__THE REQUEST__.
Print the line that contains "spot the black-rimmed eyeglasses." and every line after it through the last line of the records below, exactly as written and nothing else.

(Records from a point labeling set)

- - -

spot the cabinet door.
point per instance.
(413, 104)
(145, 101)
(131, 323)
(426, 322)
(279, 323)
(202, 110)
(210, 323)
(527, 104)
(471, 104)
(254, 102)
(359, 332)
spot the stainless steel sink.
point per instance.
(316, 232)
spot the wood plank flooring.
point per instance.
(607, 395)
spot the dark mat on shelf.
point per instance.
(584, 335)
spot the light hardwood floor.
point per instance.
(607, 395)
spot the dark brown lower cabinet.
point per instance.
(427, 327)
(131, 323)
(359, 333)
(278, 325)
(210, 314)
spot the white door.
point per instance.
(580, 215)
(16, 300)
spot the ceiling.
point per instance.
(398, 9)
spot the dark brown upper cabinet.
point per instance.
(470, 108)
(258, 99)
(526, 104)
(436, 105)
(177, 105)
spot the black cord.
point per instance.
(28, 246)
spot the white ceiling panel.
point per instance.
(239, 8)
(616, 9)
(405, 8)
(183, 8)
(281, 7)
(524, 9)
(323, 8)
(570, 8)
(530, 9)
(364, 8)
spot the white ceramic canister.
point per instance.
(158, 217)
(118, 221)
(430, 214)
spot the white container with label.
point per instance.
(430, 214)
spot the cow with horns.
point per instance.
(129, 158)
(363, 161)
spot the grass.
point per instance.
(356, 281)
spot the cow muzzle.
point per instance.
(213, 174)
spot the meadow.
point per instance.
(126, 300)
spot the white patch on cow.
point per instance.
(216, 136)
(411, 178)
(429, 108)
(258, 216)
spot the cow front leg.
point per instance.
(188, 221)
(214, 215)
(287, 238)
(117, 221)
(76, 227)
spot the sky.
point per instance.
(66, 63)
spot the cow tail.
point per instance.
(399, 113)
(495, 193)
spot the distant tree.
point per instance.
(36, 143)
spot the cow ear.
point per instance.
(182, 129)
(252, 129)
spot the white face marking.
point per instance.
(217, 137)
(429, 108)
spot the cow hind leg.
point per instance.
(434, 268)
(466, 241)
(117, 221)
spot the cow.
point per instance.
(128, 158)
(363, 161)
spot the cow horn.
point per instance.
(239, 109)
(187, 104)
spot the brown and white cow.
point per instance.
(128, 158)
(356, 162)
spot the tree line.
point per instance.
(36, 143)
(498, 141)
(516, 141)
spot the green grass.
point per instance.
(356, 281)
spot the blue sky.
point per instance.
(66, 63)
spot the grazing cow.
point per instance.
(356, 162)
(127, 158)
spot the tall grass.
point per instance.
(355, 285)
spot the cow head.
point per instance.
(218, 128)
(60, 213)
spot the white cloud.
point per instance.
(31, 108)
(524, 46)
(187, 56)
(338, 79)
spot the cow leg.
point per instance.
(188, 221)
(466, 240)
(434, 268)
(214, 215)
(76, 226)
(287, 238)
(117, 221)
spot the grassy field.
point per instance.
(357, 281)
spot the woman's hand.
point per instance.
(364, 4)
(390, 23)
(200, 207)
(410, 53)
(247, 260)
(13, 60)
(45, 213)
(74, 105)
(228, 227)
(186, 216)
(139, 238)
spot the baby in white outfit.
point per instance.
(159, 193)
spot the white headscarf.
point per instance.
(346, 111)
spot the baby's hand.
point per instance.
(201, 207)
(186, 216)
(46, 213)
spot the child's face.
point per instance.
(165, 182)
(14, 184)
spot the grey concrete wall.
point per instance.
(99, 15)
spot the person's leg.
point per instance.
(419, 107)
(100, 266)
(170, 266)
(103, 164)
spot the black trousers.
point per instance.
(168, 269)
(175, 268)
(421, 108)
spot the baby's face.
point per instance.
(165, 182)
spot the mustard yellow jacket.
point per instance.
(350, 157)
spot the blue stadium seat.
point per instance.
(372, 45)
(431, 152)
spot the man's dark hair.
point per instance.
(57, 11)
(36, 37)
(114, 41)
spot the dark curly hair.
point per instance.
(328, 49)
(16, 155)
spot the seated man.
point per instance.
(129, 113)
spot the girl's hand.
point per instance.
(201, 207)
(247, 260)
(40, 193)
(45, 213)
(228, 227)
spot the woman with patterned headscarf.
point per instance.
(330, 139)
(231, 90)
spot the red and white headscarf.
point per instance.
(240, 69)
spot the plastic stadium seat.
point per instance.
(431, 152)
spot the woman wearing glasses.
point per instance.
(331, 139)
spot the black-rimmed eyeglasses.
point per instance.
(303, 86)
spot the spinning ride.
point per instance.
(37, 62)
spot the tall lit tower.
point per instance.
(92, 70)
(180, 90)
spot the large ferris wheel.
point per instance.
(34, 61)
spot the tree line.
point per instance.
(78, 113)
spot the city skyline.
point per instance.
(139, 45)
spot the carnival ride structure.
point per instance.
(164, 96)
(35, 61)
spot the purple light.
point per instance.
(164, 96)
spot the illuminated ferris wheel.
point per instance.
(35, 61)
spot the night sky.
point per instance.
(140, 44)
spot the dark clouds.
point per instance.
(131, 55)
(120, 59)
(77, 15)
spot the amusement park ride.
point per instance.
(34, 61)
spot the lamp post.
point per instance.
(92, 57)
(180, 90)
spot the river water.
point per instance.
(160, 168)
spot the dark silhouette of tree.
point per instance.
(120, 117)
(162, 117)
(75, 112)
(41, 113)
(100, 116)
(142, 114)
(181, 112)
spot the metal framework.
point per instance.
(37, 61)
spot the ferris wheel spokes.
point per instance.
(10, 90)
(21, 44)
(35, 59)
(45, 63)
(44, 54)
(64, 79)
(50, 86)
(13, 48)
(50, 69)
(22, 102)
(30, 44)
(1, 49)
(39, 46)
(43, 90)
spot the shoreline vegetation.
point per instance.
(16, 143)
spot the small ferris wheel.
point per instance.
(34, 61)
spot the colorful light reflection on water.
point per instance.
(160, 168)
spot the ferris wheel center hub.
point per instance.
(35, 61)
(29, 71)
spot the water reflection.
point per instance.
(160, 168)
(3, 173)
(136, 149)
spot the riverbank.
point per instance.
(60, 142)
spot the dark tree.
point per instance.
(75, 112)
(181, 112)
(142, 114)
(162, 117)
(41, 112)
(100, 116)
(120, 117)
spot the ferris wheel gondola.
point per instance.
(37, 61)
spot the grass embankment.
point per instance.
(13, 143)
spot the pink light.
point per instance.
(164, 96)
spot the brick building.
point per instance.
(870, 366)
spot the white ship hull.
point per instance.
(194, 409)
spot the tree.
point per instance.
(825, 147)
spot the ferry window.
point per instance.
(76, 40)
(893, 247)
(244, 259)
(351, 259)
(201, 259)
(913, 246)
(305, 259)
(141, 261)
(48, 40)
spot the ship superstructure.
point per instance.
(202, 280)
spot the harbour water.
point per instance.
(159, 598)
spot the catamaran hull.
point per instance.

- - -

__OUTPUT OF THE EXERCISE__.
spot the black-rimmed eyeglasses.
point per instance.
(303, 86)
spot the spinning ride.
point per instance.
(37, 62)
spot the tall lit tower.
point per instance.
(92, 70)
(180, 90)
spot the large ferris wheel.
point per instance.
(34, 61)
spot the tree line.
point per instance.
(78, 113)
spot the city skyline.
point per instance.
(139, 45)
spot the carnival ride structure.
point per instance.
(164, 96)
(35, 61)
spot the purple light.
point per instance.
(164, 96)
spot the illuminated ferris wheel.
point per instance.
(35, 61)
spot the night sky.
point per instance.
(140, 44)
spot the dark clouds.
point per instance.
(131, 55)
(120, 59)
(77, 15)
spot the amusement park ride.
point per instance.
(34, 61)
spot the lamp post.
point per instance.
(92, 57)
(180, 90)
spot the river water.
point per instance.
(160, 168)
spot the dark silhouette of tree.
point per instance.
(120, 117)
(162, 117)
(75, 112)
(41, 113)
(100, 116)
(142, 114)
(181, 112)
spot the metal framework.
point per instance.
(37, 61)
spot the ferris wheel spokes.
point per instance.
(10, 90)
(21, 44)
(35, 59)
(45, 63)
(44, 54)
(64, 79)
(50, 86)
(13, 48)
(50, 69)
(22, 102)
(30, 44)
(1, 49)
(39, 46)
(43, 90)
spot the shoreline vegetation.
point per instance.
(16, 143)
spot the small ferris wheel.
point per instance.
(34, 61)
spot the colorful light reflection on water.
point per instance.
(160, 168)
spot the ferris wheel center hub.
point per instance.
(35, 61)
(29, 71)
spot the water reflection.
point per instance.
(160, 168)
(3, 173)
(136, 149)
spot the riverbank.
point per instance.
(60, 142)
spot the dark tree.
point per instance.
(75, 112)
(181, 112)
(142, 114)
(162, 117)
(41, 112)
(100, 116)
(120, 117)
spot the ferris wheel gondola.
point per instance.
(37, 61)
spot the grass embankment.
point per instance.
(13, 143)
spot the pink light.
point per instance.
(164, 96)
spot the brick building.
point per instance.
(870, 366)
spot the white ship hull.
point per instance.
(194, 409)
spot the tree.
point per instance.
(825, 147)
spot the ferry window.
point per instance.
(76, 40)
(893, 247)
(244, 259)
(351, 259)
(201, 259)
(913, 246)
(305, 259)
(141, 261)
(48, 40)
spot the ship superstructure.
point per instance.
(202, 280)
spot the harbour water.
point per instance.
(159, 598)
spot the catamaran hull.
point per instance.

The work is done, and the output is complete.